* [Data excerpts]:

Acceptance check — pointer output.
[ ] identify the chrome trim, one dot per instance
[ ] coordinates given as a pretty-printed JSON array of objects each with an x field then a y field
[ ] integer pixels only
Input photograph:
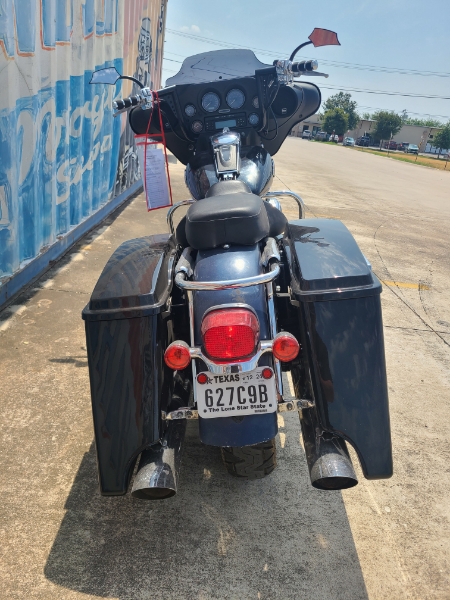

* [What needs to be done]: Copy exactly the lines that run from the line containing "[ ] coordinates" to the end of the data, keeping both end lines and dropping every picture.

* [Solution to this task]:
[ ] coordinates given as a pretty-printed JSON array of objects each with an x field then a y field
[ ] integer pixels only
Input photograph:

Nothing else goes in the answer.